◆ EXTRACTED TEXT
........
Bond financing for small and mid-size cities
The National League of Cities recently noted how intergovernmental grants to municipalities are shrinking and becoming more competitive. As a result of this and other factors, local governments have been searching for other ways of obtaining funding, often with mixed results.
Public finance experts hold that the municipal bond is still the best method of funding major projects for small and mid-sized cities. Specialists in this field include John Godfrey, a senior government representative at the American Public Power Association; Jason Rittenberg, director of research and advisory services at the Council of Development Finance Agencies; and Paul Jack, a managing director at the investment banking firm Estrada Hinojosa, all of whom offered their insights for newly elected and appointed city officials.
Godfrey explained how the Great Recession has affected the availability of intergovernmental grants.
“Since 2004, discretionary spending has fallen from 7.4 percent of gross domestic product to 6.8 percent of GDP. Discretionary programs are where grants come from, and that pot is shrinking. Also, the Budget Control Act of 2011 cut non-defense discretionary spending by about $490 billion and by another $290 billion under sequestration. Those spending caps still apply and will apply until 2021. Prior to the Budget Control Act, they were expected to spend $650 billion on non-defense discretionary programs. As a result of the act and sequestration, they are going to spend $590 billion for this year.”
Due to these cuts, the process for obtaining federal grants has become even more competitive, which means it is important for cities’ proposals to pay attention to and meet specific grant criteria. Rittenberg stressed this point, saying, “You really need to know the purpose of the program and make sure that your narrative is clearly addressing the purposes of the grant. The people who administer the programs are very willing to have conversations with cities beforehand to let them know what they are looking for. In some cases, you can even get pre-scored, and these agencies will let you know what your scoring might be based on your project or criteria, and that can be really helpful in making sure that you are applying for the right grant.”
The recession has also meant fewer people participating in the labor market, which hampering the willingness to increase taxes. With limitations in the ability to obtain grants and raise taxes, local governments have been exploring different ways of funding their infrastructure projects. Although options such as lease-purchase financing and interest rate swaps may have appeal for some, municipal bonds have a long track record of being a safe and reliable method for funding municipal projects.
Indeed, Godfrey recommends exercising caution when considering certain methods of financing.
“There are a lot of bright and shiny objects out there, a lot of new ideas and new tools that people are proposing to be used. Make certain that you have the expertise to assess whether that makes economic sense for you and your community … [Municipal bonds] are far less complicated transactions than a hundred-year lease where you have the anti-compete clauses or dedicated revenue streams or partial repayments and all these sorts of tensions and flips and twists … But you don’t have to go with the new and fancy product. There’s a pretty good one in the toolbox that has been used for centuries.”
........
◆ DATA PROVIDED
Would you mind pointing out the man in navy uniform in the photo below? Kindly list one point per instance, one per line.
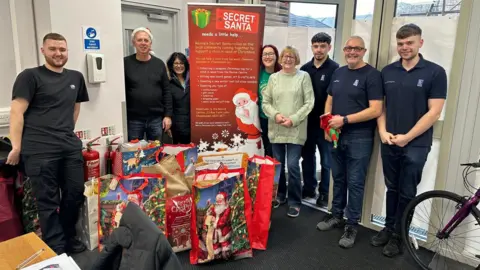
(415, 92)
(320, 68)
(355, 99)
(44, 109)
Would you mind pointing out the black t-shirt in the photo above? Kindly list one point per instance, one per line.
(351, 91)
(407, 94)
(321, 77)
(49, 119)
(147, 88)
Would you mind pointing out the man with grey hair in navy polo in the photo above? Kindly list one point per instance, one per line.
(415, 92)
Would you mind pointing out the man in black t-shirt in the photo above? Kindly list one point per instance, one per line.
(320, 68)
(415, 92)
(147, 90)
(355, 99)
(44, 109)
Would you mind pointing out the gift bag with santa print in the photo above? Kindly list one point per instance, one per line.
(261, 176)
(186, 154)
(221, 217)
(115, 192)
(248, 121)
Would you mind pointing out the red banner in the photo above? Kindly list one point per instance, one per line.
(225, 47)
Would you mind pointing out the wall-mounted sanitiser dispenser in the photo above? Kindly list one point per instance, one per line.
(96, 68)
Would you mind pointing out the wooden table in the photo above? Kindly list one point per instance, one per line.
(16, 250)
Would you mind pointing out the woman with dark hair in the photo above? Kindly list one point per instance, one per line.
(178, 68)
(268, 65)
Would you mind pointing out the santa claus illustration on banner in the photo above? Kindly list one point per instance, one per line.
(248, 120)
(218, 218)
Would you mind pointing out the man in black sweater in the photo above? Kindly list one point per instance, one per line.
(149, 103)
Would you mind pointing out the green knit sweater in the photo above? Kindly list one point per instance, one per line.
(292, 96)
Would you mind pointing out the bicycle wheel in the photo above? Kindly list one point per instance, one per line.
(452, 252)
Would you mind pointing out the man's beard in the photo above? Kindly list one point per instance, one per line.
(219, 208)
(53, 63)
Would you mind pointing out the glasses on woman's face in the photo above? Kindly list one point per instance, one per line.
(267, 55)
(355, 49)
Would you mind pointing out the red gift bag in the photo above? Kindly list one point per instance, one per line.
(261, 176)
(221, 216)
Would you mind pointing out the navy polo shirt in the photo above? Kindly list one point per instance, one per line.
(351, 91)
(321, 78)
(407, 94)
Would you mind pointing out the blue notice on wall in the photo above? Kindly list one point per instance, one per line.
(91, 38)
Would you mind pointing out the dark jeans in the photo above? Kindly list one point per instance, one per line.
(316, 138)
(294, 152)
(151, 129)
(266, 141)
(402, 168)
(350, 162)
(57, 185)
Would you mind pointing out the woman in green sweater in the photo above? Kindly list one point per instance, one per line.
(268, 65)
(287, 101)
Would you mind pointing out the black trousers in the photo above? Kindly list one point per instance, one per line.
(58, 186)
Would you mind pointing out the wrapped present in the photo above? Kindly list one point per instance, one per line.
(87, 224)
(263, 175)
(132, 156)
(115, 192)
(221, 217)
(201, 17)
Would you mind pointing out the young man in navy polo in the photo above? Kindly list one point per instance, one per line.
(320, 68)
(415, 91)
(355, 99)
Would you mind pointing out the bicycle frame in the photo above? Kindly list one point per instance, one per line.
(461, 214)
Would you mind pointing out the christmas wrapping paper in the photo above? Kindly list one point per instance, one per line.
(87, 225)
(201, 17)
(221, 217)
(146, 190)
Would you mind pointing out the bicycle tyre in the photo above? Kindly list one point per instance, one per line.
(409, 212)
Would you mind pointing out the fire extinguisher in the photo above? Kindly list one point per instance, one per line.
(91, 161)
(110, 155)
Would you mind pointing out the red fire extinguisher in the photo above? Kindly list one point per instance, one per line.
(110, 155)
(91, 161)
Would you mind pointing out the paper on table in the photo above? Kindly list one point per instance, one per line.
(61, 262)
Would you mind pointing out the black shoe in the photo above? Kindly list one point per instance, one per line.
(394, 246)
(322, 200)
(75, 246)
(381, 238)
(278, 202)
(308, 194)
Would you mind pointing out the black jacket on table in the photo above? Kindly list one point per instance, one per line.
(181, 107)
(137, 244)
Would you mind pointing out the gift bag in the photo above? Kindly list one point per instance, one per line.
........
◆ WRITTEN EXERCISE
Proceed with the text on bond financing for small and mid-size cities, starting after its last paragraph. The records have no connection to the text on bond financing.

◆ EXERCISE RESPONSE
Municipal bonds may be commonplace tools; however, cities typically do not have the requisite knowledge or resources to handle an issuance entirely on their own. It can be a daunting task, even for those who have experience with the bond market. For this reason, Jack underscored the need for conducting due diligence when selecting counsel.
“Small communities are frequently visited by banks and underwriters who offer a multitude of services but who do not have a fiduciary obligation to protect the municipality’s interests both in the short term and long term.
We would recommend that small towns and cities obtain the services of a well-regarded and experienced municipal advisor who can serve as a guide to this complex world. With a qualified municipal advisor on their side of the table, the municipality can make better decisions that will provide the best services to the public at the lowest cost.”
Advisory services are necessary due to the multiple options available in the world of municipal bonds. They can vary by the type of security, such as general obligation or revenue bonds; by the purpose or user, such as public-improvement or private-activity bonds; and by the structure, such as serial or term bonds. Th ese intricacies will necessarily differ according to each municipality’s goals and circumstances.
According to Jack, most cities issue fixed-rate tax-exempt bonds, and this reflects the strong market acceptability and interest for this kind of debt product. The type of bond to issue is dependent on a variety of factors, he added, but mainly based on the revenue source; the use of proceeds; the length of the bond issue; the state of the market and types of investor who will buy the issue; the credit profile of the issuer; and the tax status of the issue.
Qualified counsel is also engaged in helping municipal officials to navigate the regulatory, legal, contractual and internal issues that attend a bond issuance.
“Regulatory limits may involve disclosure-related requirements for the issuer to present in offering documents, as well as limitations for timing and the manner of bond issuance that affect the tax-exempt status of bonds, among others,” Jack said. “Legal limits may reflect state laws that require voter approvals, limit debt issuance based on certain metrics and allow for petition against certain bond issues. Contractual limits may include bond restrictions based on covenants found in resolutions and trust indentures that are part of bond documents. Lastly, internal limits may be imposed by cities such as debt/budget policies and internal coverage requirements.”
Because of the many moving pieces involved with any financial instrument, Rittenberg recommended cities placing a priority on educating themselves on their options when going into a deal.
“You are going to work with a qualified professional when you do the issuance, but if you can come to the table already having a good idea of what is possible and what some good options are, then you’ll be able to make sure that you are going to do the best job that you can for your municipality.”
Consult the Government Finance Officers Association, the Municipal Securities Rulemaking Board, the Council of Development Finance Agencies or a state municipal agency or other qualified group able to provide the experience and valuable insights needed for navigating the various stages of a bond issuance.